## [Problem to solve]
Copy each of the following entries word for word.

## [Given data]
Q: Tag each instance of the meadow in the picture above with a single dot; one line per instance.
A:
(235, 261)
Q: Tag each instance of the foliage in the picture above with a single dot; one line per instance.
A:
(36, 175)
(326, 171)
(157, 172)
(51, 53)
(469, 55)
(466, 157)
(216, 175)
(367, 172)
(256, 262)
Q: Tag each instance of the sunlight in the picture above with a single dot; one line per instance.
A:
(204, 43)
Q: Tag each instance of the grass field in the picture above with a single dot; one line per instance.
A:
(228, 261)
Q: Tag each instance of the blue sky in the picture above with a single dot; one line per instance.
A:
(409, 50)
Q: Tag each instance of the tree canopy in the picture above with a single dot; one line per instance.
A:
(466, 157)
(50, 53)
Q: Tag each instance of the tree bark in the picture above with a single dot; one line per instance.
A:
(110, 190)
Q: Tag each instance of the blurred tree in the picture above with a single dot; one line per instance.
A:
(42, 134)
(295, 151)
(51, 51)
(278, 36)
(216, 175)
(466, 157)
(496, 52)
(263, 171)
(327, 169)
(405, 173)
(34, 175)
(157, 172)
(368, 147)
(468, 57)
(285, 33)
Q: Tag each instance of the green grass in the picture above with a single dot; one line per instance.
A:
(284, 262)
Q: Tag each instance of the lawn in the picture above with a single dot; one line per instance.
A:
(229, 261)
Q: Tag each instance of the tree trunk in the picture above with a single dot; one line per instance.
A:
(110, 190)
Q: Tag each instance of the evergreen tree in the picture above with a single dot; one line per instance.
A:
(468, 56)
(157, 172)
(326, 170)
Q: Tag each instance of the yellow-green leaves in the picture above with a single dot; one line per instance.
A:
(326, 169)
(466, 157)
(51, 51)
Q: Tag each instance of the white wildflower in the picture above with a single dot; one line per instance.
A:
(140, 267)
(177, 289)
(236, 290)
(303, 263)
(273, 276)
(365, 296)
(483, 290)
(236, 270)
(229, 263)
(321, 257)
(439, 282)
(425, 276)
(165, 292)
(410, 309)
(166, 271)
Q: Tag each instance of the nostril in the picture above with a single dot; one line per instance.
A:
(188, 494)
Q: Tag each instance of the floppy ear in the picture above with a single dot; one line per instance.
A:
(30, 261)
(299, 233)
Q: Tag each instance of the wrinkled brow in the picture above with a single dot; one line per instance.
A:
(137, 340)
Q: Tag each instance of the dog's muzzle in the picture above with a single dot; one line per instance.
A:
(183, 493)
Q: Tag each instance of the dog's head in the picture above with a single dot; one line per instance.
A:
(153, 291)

## [Task response]
Q: Tag each instance of the meadow in the picture above with a single dot; one line per instance.
A:
(235, 261)
Q: Tag each instance of the foliage in the picture above with a single dot; one line per instance.
A:
(36, 175)
(326, 171)
(157, 172)
(51, 53)
(469, 55)
(466, 157)
(216, 175)
(367, 172)
(256, 262)
Q: Tag each instance of the sunlight in the picture above with a single dot; one line per instance.
A:
(204, 43)
Q: Tag each instance of the grass field in the picture above with a single dot; one line per instance.
A:
(228, 261)
Q: Tag each instance of the blue sky in the picture above with a single dot; one line per instance.
A:
(409, 50)
Q: Tag each instance of the tree canopy in the picture above with a single dot; one line per instance.
A:
(466, 157)
(50, 53)
Q: Tag each instance of the tree bark in the picture above with a single dot; one line per instance.
A:
(110, 190)
Q: Tag each instance of the blurred tree in the picture above with a single dot; one line per instance.
A:
(42, 134)
(295, 151)
(51, 51)
(278, 36)
(216, 175)
(466, 157)
(496, 52)
(263, 171)
(327, 169)
(405, 173)
(34, 175)
(157, 172)
(368, 147)
(468, 57)
(285, 33)
Q: Tag each instance of the green grass in the picture above with a single dot; one line per instance.
A:
(284, 262)
Q: Tag each instance of the lawn in the picture above with a single dot; one line per instance.
A:
(229, 261)
Q: Tag each instance of the tree trunk in the picture above with a single dot; one line per instance.
A:
(110, 190)
Q: Tag each instance of the evergreen tree in the picture above with a single dot; one line per instance.
A:
(468, 56)
(157, 172)
(326, 170)
Q: Tag each instance of the yellow-green leaves in the picture above with a single dot; one line per instance.
A:
(326, 169)
(466, 157)
(51, 51)
Q: Tag each instance of the white wildflower in the picture above with a single dot; one line per instance.
A:
(140, 267)
(177, 289)
(236, 290)
(303, 263)
(273, 276)
(365, 296)
(483, 290)
(236, 270)
(229, 263)
(321, 257)
(439, 282)
(425, 276)
(165, 292)
(410, 309)
(166, 271)
Q: Tag each instance of the nostril in the picture above with a single dot; one line per instance.
A:
(188, 494)
Q: Tag each instance of the floppy ear in the picture above with a single dot; one line per instance.
A:
(30, 261)
(299, 233)
Q: Tag each instance of the wrinkled brow in the picture above with a single dot; one line per instance.
A:
(137, 340)
Q: Tag each instance of the dog's muzzle in the picture above with a single dot; one line per instance.
A:
(183, 493)
Q: Tag each instance of the dog's head in the picture above with a single dot; one line per instance.
A:
(153, 291)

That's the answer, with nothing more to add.